### EXTRACT TO READ

%%

A bionic eye could restore sight to the blind and greatly improve robotic vision, but current visual sensors are a long way from the impressive attributes of nature’s design. Now researchers have found a way to mimic its structure and create an artificial eye that reproduces many of its capabilities.
A key part of what makes the eye’s design so powerful is its shape, but this is also one of the hardest things to mimic. The concave shape of the retina—the photoreceptor-laden layer of tissue at the back of the eye—makes it possible to pick up much more light as it passes through the curved lens than it would pick up if it was flat. But replicating this curved sensor array has proven difficult.
Most previous approaches have relied on fabricating photosensors on flat surfaces before folding them or transplanting them onto curved ones. The problem with this approach is that it limits the density of photosensors, and therefore the resolution of the bionic eye, because space needs to be left between sensors to allow the transformation from flat to curved.

%%

### TASKS AND EXERCISES
(1) Answer these questions about the bionic eye text:
(a) What name does the text give the photoreceptor-laden layer of tissue at the back of the eye?
(b) On what kind of surface did most previous approaches fabricate photosensors?
(c) Besides the density of photosensors, what does that approach limit?
(2) From the bionic eye text, extract the stretch from "A bionic eye" through "of its capabilities.", copying it word for word.
The lines that come next are not needed for the tasks.

Source data:
%%

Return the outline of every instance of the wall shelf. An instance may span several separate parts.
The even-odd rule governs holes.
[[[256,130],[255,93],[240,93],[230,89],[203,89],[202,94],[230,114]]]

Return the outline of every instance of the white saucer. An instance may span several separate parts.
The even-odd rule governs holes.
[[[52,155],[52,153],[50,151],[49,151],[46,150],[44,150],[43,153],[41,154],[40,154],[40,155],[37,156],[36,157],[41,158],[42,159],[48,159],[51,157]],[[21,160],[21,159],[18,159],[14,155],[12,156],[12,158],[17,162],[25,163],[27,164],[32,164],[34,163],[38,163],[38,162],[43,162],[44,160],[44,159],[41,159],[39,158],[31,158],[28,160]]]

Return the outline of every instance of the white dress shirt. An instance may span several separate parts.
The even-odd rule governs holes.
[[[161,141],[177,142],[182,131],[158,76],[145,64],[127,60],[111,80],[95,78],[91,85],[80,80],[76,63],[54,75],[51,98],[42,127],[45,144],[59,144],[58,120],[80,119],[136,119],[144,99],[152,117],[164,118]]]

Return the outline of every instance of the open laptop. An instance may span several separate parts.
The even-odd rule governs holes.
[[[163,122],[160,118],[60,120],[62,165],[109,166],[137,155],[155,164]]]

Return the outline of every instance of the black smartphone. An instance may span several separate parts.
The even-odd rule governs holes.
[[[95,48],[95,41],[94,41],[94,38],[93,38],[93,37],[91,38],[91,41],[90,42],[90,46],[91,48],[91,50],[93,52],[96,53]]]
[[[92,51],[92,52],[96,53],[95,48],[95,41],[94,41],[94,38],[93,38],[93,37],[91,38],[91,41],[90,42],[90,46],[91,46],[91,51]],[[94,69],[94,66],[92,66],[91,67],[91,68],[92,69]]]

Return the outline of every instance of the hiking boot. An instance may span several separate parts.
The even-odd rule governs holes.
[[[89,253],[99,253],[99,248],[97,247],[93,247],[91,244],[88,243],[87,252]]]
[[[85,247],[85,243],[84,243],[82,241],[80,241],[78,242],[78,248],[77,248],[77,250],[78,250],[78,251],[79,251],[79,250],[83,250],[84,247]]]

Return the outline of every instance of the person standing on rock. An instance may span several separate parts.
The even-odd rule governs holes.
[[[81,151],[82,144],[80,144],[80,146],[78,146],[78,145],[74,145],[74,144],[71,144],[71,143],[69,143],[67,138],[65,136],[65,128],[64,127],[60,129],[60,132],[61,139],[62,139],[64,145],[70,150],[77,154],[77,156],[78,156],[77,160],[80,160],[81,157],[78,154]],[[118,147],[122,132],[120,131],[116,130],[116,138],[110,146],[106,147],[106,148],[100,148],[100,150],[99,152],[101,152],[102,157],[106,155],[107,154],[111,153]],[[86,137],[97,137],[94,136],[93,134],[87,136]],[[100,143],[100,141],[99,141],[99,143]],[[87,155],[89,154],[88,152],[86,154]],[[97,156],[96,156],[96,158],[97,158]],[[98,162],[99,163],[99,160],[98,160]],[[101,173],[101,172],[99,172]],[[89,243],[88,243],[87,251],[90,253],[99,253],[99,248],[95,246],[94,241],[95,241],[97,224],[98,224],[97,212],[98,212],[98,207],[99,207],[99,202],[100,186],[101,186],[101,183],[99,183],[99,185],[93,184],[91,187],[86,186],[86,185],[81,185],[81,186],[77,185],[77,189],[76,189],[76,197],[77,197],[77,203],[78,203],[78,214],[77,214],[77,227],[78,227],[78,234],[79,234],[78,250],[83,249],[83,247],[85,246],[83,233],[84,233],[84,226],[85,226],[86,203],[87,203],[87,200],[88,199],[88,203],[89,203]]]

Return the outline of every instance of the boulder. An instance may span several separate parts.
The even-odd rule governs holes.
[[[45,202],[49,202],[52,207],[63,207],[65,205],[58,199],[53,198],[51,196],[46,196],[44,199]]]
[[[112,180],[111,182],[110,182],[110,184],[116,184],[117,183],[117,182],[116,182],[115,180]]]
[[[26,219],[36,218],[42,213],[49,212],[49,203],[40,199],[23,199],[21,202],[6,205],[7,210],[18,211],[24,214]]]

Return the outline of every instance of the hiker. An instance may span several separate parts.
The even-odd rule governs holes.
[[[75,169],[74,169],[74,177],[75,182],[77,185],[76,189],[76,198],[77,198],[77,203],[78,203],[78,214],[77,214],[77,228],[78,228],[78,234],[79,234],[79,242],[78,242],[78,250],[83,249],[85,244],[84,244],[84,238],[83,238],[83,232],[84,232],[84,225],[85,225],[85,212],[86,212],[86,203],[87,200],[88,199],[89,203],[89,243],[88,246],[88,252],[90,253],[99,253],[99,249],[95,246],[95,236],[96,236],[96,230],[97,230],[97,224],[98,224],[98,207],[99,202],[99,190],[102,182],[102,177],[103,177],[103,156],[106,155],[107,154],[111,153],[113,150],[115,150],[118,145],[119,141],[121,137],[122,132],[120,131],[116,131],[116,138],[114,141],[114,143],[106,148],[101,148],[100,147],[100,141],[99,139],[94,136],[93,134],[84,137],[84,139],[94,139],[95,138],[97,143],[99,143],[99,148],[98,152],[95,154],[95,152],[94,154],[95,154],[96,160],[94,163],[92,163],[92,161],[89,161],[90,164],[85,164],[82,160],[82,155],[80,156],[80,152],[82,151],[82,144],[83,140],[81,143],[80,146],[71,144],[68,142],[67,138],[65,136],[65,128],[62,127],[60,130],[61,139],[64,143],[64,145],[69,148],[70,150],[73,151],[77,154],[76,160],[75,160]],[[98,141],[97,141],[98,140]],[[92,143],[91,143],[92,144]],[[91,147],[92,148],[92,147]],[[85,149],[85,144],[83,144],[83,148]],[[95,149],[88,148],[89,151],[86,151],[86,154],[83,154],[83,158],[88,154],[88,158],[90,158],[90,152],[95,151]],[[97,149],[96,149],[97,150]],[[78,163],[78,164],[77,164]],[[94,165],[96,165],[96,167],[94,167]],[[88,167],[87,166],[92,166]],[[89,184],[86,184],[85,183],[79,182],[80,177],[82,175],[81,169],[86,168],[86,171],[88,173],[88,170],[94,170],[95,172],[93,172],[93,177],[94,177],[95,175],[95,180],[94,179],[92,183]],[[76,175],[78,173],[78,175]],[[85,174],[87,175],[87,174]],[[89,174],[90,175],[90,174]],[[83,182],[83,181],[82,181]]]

%%

### EXPECTED OUTPUTS
(1)
(a) The retina.
(b) On flat surfaces.
(c) The resolution of the bionic eye.

(2)
A bionic eye could restore sight to the blind and greatly improve robotic vision, but current visual sensors are a long way from the impressive attributes of nature’s design. Now researchers have found a way to mimic its structure and create an artificial eye that reproduces many of its capabilities.